(Point annotation dataset records)

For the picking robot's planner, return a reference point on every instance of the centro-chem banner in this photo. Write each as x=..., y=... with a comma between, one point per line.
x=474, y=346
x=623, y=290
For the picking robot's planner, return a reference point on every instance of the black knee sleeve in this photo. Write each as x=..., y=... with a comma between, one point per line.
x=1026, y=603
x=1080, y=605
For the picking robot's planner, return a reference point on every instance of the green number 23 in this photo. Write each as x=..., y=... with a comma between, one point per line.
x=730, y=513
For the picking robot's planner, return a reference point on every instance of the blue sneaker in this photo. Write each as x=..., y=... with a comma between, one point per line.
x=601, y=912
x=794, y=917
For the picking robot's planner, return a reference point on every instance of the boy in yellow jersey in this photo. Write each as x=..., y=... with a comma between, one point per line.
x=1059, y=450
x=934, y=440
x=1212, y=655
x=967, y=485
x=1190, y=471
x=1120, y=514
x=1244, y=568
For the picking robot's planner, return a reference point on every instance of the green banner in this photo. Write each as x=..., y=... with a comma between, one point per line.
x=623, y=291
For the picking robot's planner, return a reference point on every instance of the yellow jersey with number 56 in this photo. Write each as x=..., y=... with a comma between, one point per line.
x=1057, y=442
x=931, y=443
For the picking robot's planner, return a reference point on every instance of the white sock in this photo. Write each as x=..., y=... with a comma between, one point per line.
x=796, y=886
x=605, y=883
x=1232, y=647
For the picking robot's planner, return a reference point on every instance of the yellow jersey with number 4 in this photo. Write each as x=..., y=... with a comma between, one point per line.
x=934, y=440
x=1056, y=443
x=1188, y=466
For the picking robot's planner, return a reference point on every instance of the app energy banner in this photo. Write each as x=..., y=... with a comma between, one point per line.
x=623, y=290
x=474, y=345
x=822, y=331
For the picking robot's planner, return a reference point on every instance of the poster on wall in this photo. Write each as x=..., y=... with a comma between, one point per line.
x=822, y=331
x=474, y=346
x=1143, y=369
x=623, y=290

- **REQUEST**
Reproduce all of the items above character for character, every coordinate line included.

- **COMPLETE ANSWER**
For the picking robot's planner, return a reference point on every instance of the centro-chem banner in this photo. Write each as x=..., y=... with a comma between, one point per line.
x=474, y=346
x=623, y=290
For the picking robot's planner, return a reference point on every instance of the black knee sleeve in this photo. Write each as x=..., y=... with a comma between, one point per line.
x=1026, y=603
x=1080, y=605
For the picking robot's planner, return a reference point on every instance of the green number 23 in this photo. Write each as x=..., y=... with a comma between, one point per line.
x=730, y=513
For the picking robot's planner, return a reference point on every instance of the blue sneaker in this photo. Write each as x=..., y=... with a comma between, one point per line.
x=601, y=912
x=794, y=917
For the picking robot's planner, return a reference point on every instance of the boy in yellow jersey in this photo. Write each as x=..., y=... with a comma between, one point per line.
x=1059, y=450
x=934, y=440
x=1212, y=655
x=967, y=485
x=1190, y=471
x=1120, y=514
x=1244, y=568
For the picking robot's planner, return a reference point on every instance of the green banner in this photo. Write each as x=..., y=... with a comma between, one point per line.
x=623, y=291
For the picking robot's planner, return a reference point on every instance of the yellow jersey with number 56 in this photo. Write each as x=..., y=... with a comma between, one point per line.
x=1057, y=442
x=931, y=443
For the picking robot's planner, return a reference point on every instance of the white sock in this photo. Write each as x=..., y=... with a comma between, one point per line.
x=796, y=886
x=605, y=883
x=1232, y=647
For the picking robot's planner, return a reference point on every instance of the yellow jersey with number 4 in this photo. Write each as x=..., y=... with a comma between, one point per line.
x=934, y=440
x=1056, y=443
x=1188, y=466
For the picking robot's planner, return a reference point on every instance of the app energy banner in this photo. Write each as x=..., y=... with a comma between, one point per line.
x=623, y=290
x=474, y=345
x=822, y=331
For the picking robot's planner, return a reference point on every instance of the poster on wall in this photo. Write each as x=..., y=... with a comma between, one point per line.
x=822, y=331
x=474, y=346
x=1143, y=369
x=623, y=290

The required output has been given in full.